- [Set exercise 1]
In the listing, switch "spiral notebook" to "ring-bound notebook" in the lines starting at the one containing "In this photo, each instance of the man's thumb" and ending at the last line of the listing. Give those lines back with nothing else altered.

----- Text block -----

With the core-mm changes in place to batch-clear ptes during
zap_pte_range(), we can take advantage of this in arm64 to greatly
reduce the number of tlbis we have to issue, and recover the lost
performance in exit, munmap and madvise(DONTNEED) incured when adding
support for transparent contiguous ptes.

If we are clearing a whole contpte range, we can elide first unfolding
that range and save the tlbis. We just clear the whole range.

The following microbenchmark results demonstate the effect of this
change on madvise(DONTNEED) performance for large pte-mapped folios.

----- Records supplied -----

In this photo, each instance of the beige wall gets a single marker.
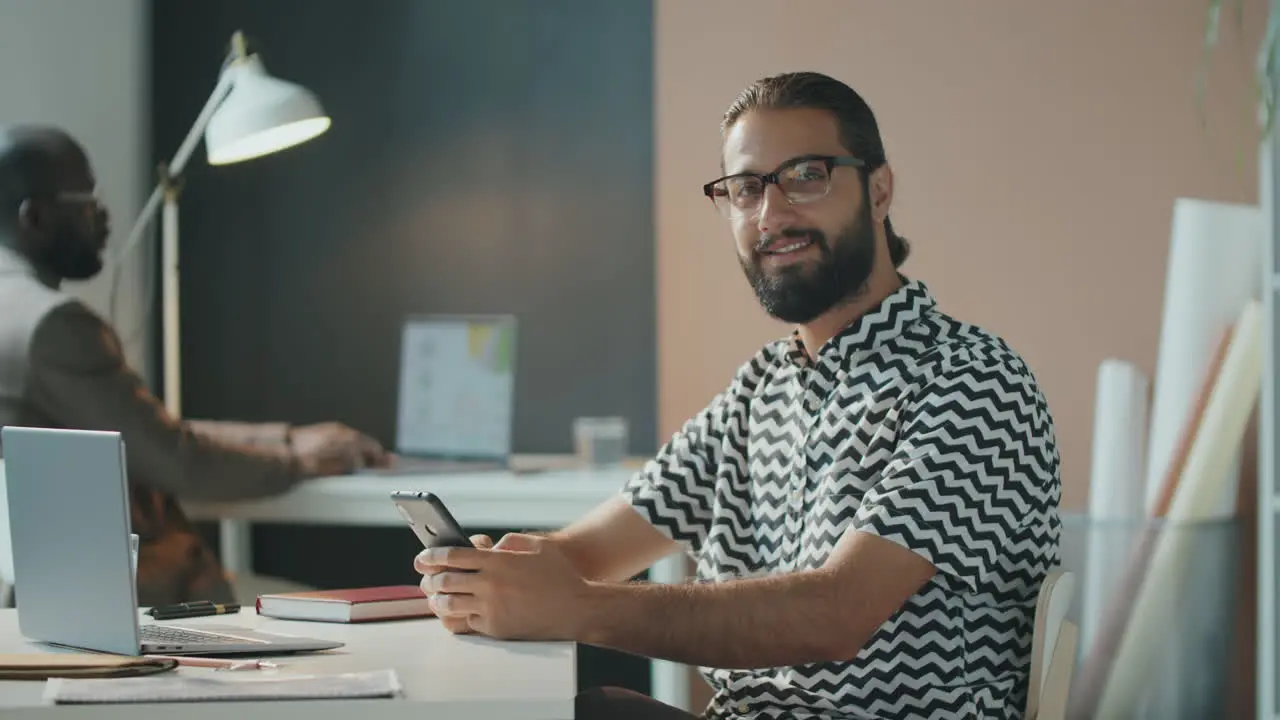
(1038, 149)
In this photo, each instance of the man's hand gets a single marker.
(453, 621)
(522, 588)
(333, 449)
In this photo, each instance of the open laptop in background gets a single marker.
(73, 575)
(457, 395)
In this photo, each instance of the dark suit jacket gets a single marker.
(62, 367)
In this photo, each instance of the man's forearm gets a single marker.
(771, 621)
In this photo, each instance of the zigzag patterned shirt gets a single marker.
(910, 425)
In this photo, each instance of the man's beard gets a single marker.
(803, 291)
(72, 256)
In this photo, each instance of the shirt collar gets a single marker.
(880, 324)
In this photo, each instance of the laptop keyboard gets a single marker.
(174, 636)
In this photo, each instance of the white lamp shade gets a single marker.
(261, 114)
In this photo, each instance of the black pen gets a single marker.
(197, 609)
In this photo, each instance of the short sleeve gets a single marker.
(676, 491)
(974, 460)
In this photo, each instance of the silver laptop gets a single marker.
(457, 393)
(73, 577)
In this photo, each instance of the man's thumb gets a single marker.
(519, 542)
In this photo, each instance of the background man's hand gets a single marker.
(455, 623)
(333, 449)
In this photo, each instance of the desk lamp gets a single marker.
(248, 114)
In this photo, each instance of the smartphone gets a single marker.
(429, 519)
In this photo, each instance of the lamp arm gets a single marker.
(178, 163)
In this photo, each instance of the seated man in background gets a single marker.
(62, 367)
(873, 501)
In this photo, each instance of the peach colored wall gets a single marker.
(1038, 149)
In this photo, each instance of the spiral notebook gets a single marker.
(214, 686)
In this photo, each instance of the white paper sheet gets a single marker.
(1212, 273)
(1200, 493)
(1116, 484)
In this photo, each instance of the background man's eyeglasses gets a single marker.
(801, 180)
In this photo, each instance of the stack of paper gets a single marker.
(205, 687)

-----

- [Set exercise 2]
Based on the text about batch-clearing ptes on arm64, answer yes or no to each statement and quote the words that decide it.
(a) The change aims to reduce the number of tlbis issued.
(b) When a whole contpte range is cleared, that range is unfolded first.
(c) The microbenchmark results described cover munmap performance.

- [Full solution 1]
In this photo, each instance of the man's thumb gets a single marker.
(519, 542)
In this photo, each instance of the background man's hand gets a single marker.
(455, 623)
(333, 449)
In this photo, each instance of the desk lamp gets a single marker.
(248, 114)
In this photo, each instance of the smartphone gets a single marker.
(429, 519)
In this photo, each instance of the lamp arm gets a single marker.
(178, 163)
In this photo, each instance of the seated man in background gets a single marker.
(62, 367)
(873, 501)
In this photo, each instance of the peach colored wall gets a single marker.
(1038, 149)
In this photo, each instance of the ring-bound notebook gets a single marker.
(214, 686)
In this photo, each instance of the white paper sheet gets a single marker.
(1212, 273)
(1200, 493)
(1116, 484)
In this photo, each instance of the background man's eyeglasses gets a single marker.
(801, 180)
In this photo, each instance of the stack of paper gets a single marker.
(205, 687)

- [Full solution 2]
(a) Yes: "greatly reduce the number of tlbis we have to issue"
(b) No: "we can elide first unfolding that range and save the tlbis"
(c) No: "the effect of this change on madvise(DONTNEED) performance for large pte-mapped folios"